▸ **Texto de lectura**:
####

No es casual que el terreno central de la confrontación sea precisamente el sistema de justicia. Hace algún tiempo, en los años finales de la convertibilidad y en ocasión de una visita al país, el entonces Director del FMI, Michel de Camdessus saludo al ministro de economía del momento -Roque Fernandez- con la siguiente advertencia: "Querido Roque, cuando un país logra estabilizar sus expectativas económicas y se concentra en los cambios estructurales pendientes, debemos tener claro que el ministro de Justicia es muchísimo más importante que el de Economía".

####

▸ **Listado**:
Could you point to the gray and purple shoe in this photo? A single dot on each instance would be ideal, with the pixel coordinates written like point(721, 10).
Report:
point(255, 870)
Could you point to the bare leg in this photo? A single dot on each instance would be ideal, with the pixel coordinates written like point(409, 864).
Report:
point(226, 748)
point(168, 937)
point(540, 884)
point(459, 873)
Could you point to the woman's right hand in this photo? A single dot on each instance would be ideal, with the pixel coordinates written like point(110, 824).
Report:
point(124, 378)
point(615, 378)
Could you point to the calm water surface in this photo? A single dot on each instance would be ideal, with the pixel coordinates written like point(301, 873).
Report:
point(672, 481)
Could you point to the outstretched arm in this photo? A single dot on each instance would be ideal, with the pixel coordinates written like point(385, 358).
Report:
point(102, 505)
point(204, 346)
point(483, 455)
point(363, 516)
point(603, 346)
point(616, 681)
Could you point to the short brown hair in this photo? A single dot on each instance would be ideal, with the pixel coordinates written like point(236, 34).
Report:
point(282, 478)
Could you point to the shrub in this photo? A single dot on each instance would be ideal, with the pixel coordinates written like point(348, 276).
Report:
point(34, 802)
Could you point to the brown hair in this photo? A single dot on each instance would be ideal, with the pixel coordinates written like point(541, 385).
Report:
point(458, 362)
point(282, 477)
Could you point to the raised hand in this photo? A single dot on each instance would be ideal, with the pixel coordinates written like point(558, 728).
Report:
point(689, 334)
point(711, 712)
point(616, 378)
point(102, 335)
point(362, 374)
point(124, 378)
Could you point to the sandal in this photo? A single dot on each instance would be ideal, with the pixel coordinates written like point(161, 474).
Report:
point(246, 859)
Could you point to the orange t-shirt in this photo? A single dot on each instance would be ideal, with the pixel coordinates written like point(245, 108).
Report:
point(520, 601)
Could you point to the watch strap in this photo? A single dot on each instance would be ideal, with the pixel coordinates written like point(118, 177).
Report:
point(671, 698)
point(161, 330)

####

Indique si cada una de las siguientes afirmaciones concuerda con el texto de lectura; responda sí o no y cite literalmente las palabras del texto que lo deciden.
1. El sistema de justicia es el terreno central de la confrontación.
2. La visita de Michel de Camdessus al país tuvo lugar en los años finales de la convertibilidad.
3. Camdessus advirtió que el ministro de Economía es más importante que el de Justicia.

1. Sí: "el terreno central de la confrontación sea precisamente el sistema de justicia".
2. Sí: "en los años finales de la convertibilidad y en ocasión de una visita al país".
3. No: "el ministro de Justicia es muchísimo más importante que el de Economía".